— BEGIN Input rows —

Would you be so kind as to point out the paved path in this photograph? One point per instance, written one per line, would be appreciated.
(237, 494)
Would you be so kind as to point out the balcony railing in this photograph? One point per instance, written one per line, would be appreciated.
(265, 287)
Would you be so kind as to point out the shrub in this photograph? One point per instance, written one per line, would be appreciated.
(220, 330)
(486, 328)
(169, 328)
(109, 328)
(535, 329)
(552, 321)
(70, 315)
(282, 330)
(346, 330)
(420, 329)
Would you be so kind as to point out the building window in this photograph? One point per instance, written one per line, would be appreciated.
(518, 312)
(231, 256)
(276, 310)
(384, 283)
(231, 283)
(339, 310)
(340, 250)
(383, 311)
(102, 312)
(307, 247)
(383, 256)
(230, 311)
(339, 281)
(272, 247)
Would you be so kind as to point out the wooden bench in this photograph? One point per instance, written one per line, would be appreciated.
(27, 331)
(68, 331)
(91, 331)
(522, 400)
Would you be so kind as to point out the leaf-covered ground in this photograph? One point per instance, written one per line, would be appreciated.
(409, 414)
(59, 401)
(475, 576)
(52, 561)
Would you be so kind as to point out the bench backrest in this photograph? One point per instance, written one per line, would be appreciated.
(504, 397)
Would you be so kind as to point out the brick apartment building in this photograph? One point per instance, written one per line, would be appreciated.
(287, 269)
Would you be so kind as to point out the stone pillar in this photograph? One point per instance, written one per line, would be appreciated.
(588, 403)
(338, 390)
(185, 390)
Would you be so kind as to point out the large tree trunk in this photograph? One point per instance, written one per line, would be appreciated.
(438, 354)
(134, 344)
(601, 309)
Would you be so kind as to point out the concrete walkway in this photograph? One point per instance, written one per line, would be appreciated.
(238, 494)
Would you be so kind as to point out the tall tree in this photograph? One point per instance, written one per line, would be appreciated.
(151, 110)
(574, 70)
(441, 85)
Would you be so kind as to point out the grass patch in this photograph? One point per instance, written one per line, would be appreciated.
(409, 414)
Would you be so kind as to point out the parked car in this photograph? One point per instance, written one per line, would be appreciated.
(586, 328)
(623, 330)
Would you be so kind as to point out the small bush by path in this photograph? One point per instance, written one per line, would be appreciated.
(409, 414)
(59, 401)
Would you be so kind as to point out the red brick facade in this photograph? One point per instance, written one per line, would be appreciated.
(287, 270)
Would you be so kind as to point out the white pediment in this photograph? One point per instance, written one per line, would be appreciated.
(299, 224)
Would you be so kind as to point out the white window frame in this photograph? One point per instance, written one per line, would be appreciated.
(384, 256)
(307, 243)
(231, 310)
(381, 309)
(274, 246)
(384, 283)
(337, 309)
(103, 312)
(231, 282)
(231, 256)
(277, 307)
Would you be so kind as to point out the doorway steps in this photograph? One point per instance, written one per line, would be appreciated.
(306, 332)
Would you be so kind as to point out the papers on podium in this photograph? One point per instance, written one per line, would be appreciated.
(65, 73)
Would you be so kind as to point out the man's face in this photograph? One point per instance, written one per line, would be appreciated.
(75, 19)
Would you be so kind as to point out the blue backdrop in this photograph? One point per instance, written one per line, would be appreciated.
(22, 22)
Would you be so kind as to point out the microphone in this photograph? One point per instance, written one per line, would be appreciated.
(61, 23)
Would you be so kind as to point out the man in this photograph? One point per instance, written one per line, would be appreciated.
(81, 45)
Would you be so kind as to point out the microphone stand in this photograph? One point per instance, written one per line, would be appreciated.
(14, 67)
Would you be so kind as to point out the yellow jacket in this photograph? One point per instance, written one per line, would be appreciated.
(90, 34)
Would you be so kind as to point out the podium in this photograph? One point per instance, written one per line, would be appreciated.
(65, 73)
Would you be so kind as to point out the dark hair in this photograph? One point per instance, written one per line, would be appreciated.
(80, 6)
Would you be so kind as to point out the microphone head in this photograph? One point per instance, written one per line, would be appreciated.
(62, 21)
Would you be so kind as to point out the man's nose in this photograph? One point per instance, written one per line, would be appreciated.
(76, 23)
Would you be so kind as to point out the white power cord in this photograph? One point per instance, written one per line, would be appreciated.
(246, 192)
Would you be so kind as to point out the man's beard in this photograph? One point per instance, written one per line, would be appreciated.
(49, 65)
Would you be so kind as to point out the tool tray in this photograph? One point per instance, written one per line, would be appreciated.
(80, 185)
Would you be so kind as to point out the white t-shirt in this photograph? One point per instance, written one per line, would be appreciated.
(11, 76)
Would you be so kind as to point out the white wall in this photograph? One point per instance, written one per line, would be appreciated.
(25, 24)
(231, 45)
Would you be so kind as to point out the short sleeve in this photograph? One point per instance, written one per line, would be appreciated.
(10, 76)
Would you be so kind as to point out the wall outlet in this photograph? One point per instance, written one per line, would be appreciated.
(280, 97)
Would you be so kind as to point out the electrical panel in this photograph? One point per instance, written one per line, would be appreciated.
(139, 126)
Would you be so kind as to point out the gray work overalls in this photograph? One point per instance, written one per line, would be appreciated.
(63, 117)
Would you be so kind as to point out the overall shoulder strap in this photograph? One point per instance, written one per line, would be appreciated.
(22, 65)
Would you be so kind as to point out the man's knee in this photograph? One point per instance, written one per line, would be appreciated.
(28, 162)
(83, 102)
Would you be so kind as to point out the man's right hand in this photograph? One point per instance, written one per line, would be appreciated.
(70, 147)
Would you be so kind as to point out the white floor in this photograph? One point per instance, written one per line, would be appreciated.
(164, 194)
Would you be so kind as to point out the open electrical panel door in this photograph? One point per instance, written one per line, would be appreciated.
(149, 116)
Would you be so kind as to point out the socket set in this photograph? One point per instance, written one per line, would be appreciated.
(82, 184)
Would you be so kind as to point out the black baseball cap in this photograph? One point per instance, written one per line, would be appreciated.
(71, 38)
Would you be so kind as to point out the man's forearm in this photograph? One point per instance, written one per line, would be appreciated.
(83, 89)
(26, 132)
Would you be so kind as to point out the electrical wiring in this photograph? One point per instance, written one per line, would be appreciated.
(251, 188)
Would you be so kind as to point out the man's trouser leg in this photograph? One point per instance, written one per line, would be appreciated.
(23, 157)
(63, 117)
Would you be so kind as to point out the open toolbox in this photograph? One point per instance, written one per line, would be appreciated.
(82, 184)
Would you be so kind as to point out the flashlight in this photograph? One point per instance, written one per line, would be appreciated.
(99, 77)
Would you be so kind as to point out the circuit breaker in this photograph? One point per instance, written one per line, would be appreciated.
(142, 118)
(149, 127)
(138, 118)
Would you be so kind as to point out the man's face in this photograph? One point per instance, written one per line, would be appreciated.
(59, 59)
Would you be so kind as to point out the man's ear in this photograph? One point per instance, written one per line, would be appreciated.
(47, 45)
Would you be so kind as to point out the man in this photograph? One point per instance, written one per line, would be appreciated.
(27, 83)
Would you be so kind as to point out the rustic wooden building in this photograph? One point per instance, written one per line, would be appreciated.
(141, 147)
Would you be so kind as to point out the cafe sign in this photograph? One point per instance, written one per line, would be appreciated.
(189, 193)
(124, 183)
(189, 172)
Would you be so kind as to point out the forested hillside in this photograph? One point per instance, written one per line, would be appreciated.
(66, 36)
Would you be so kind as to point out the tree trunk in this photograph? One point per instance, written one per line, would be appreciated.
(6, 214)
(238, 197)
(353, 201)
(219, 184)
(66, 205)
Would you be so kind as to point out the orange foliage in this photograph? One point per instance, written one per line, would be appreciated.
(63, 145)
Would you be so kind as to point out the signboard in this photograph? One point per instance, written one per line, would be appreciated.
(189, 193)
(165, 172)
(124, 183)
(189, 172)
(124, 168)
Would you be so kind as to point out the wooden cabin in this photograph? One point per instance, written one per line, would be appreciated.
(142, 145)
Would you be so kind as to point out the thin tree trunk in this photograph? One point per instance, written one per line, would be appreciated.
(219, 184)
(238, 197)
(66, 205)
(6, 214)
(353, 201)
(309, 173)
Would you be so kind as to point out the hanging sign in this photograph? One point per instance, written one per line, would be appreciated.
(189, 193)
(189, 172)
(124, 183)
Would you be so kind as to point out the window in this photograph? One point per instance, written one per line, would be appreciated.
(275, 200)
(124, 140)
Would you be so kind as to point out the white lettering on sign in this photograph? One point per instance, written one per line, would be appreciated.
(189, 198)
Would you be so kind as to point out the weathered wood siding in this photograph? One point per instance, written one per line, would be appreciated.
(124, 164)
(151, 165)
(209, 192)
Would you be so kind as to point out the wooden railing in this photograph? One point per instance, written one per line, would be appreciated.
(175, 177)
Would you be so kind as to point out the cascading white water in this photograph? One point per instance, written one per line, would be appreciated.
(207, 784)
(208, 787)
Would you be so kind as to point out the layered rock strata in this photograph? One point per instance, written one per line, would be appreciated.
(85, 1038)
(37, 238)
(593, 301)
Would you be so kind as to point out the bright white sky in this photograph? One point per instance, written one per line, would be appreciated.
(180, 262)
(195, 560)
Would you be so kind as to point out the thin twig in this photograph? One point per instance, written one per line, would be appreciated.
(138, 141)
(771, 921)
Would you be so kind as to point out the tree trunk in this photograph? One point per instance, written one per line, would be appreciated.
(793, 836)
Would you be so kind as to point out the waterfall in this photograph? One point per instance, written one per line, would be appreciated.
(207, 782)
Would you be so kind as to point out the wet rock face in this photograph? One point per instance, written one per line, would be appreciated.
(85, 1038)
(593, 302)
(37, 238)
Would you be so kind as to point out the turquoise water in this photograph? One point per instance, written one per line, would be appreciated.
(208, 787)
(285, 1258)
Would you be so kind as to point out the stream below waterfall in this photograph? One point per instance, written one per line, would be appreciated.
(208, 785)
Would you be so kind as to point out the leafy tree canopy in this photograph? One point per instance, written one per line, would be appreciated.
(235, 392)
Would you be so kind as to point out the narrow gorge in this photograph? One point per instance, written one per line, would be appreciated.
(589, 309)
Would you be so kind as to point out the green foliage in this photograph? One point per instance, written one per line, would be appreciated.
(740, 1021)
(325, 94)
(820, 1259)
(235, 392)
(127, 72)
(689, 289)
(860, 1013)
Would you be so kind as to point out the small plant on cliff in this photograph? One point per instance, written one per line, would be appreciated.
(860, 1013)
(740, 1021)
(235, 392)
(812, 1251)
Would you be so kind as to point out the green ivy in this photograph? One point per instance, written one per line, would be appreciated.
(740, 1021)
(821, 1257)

— END Input rows —

### [Problem requirements]
Repeat exactly the lines above, starting with the line that contains "Would you be so kind as to point out the narrow" and ending with the last line, both included, and nothing else.

### [Output for this exercise]
Would you be so kind as to point out the narrow gorge in this photograph? One point per instance, written one per line, would be appreciated.
(589, 309)
Would you be so kind as to point out the green foliage in this photograph? One point per instance, written one per line, would be appreciated.
(740, 1021)
(325, 94)
(820, 1259)
(235, 392)
(127, 72)
(689, 289)
(860, 1013)
Would you be so kind as to point out the small plant on cliff in this photograph? One point per instance, written one per line, would be appreciated.
(860, 1013)
(740, 1021)
(235, 392)
(812, 1251)
Would you be so kind as to point out the green ivy in this photograph? One point per instance, written one per line, would be appreciated.
(740, 1021)
(821, 1257)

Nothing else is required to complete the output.